• Aim of the exercise
Output the stretch of the preteen diary post below from "Nadeem BLANK’s story" through "Moss hall school.", copied word for word.

# My preteen diary



## Nykimbur (Apr 15, 2009)

Here's a short diary I wrote when I was 9. Think of it as a precursor to my bio. At the time, I was considering changing my name to Nadeem, it's not my name: 

 Nadeem BLANK’s story         
  (from 9 and a half years old)  
  Birthday December the 4th    
  Date of start: 1997 April 30th Wed afternoon 4:15  
  What I wish- I wish I could go out into the world with lots of food and drink with my cousin and be happy.  
  My best friend is my cousin Hadia. We do a lot of things together and she agrees a lot when I visit her.  
  My schools: nursery 1, nursery 2, Alexandra school, springwell reception, Islamia school, Salusbury school, Moss hall school.  
  If I was rich I would get a house as big and good as a skyscraper. I would have 500 servants who were always happy and I could have any animal pet I wanted.  
  If I could choose to be any animal I would be an eagle.  
  I’d like to marry Hadia.  

  The story’s starting- Today when I woke up I did the usual: get out of bed (but I played streetfighter for a little while) go downstairs have breakfast while watching telly and getting changed. My mum said that my auntie is coming tomorrow for her Birthday and my mum’s bought her a windchime. Hamza and me made cards for her but we lost them. When I got to school I looked in the classroom. Nobody there. I looked in the playground. They were there. I’m usually not early for class but I am now. As soon as I got out the bell rang and we went back in, so I might as well have gone back to class.

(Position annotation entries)
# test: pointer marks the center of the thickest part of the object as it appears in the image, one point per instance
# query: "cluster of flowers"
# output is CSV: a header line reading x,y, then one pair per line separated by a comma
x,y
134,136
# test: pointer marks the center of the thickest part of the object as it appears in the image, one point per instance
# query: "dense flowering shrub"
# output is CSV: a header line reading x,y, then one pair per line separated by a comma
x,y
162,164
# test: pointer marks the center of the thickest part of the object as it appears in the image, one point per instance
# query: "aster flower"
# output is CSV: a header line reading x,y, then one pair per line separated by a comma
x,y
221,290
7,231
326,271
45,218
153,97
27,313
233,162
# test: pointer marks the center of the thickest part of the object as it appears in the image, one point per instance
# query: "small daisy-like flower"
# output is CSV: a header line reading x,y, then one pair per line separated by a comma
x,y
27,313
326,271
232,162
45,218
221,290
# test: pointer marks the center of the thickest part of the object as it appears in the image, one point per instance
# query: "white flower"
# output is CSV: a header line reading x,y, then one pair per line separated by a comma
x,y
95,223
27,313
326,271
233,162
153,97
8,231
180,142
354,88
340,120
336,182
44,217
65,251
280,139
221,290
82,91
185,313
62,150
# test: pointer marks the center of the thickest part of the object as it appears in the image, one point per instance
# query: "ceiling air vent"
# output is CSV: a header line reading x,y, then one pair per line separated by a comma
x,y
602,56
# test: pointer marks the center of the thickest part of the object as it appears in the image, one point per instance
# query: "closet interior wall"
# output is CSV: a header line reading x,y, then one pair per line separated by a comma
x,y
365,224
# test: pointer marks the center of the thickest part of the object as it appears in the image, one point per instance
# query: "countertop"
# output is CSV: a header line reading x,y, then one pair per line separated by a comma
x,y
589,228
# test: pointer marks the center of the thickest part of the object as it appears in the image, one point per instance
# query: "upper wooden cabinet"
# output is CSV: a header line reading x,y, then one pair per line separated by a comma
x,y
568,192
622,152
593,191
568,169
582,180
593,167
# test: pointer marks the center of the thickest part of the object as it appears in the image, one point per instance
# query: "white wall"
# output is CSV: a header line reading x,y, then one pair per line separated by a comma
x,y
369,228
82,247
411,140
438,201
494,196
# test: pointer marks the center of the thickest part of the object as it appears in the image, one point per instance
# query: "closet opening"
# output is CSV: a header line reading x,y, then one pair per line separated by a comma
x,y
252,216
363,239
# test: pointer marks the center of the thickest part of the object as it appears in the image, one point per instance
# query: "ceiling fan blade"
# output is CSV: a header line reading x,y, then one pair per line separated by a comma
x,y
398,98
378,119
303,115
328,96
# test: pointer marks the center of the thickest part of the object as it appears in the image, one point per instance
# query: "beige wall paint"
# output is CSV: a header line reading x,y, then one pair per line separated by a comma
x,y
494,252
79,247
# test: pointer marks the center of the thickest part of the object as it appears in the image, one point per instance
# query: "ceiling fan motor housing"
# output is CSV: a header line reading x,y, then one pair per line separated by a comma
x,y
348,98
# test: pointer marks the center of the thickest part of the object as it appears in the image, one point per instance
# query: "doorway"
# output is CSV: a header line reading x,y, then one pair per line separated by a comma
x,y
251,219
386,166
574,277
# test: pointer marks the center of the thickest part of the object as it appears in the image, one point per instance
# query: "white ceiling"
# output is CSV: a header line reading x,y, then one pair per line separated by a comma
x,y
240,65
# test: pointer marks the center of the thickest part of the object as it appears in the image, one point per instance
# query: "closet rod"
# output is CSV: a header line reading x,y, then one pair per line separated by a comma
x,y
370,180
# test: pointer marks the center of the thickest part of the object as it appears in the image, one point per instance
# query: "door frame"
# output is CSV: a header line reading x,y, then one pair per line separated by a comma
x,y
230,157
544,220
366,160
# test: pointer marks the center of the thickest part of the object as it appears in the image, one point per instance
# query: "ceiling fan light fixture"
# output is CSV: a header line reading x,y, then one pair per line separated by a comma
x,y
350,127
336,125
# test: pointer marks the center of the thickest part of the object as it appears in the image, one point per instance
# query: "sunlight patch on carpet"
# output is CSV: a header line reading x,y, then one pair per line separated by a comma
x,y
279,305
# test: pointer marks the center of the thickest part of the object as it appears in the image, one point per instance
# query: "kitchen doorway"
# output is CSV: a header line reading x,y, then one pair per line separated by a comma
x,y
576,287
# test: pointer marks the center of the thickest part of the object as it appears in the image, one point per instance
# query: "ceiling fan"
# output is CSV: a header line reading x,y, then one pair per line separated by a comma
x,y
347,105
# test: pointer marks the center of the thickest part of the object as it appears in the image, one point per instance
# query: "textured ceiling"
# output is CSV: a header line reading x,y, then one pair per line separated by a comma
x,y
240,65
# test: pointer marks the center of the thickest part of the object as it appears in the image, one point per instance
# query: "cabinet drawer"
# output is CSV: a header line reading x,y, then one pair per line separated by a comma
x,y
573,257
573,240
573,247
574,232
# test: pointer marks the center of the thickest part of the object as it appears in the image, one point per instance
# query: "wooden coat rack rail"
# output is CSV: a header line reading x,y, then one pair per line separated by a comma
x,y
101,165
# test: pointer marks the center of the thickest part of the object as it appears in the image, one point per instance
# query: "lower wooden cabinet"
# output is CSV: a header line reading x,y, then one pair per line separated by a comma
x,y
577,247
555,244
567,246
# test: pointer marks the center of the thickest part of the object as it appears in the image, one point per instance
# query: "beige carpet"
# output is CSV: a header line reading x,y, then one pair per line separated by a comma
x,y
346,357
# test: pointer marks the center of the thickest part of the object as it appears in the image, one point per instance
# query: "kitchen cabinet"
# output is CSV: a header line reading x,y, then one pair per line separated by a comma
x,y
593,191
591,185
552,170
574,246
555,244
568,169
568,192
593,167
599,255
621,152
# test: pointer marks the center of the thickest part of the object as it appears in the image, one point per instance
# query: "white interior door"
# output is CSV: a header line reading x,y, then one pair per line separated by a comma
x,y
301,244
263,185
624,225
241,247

• Exercise solution
Nadeem BLANK’s story         
  (from 9 and a half years old)  
  Birthday December the 4th    
  Date of start: 1997 April 30th Wed afternoon 4:15  
  What I wish- I wish I could go out into the world with lots of food and drink with my cousin and be happy.  
  My best friend is my cousin Hadia. We do a lot of things together and she agrees a lot when I visit her.  
  My schools: nursery 1, nursery 2, Alexandra school, springwell reception, Islamia school, Salusbury school, Moss hall school.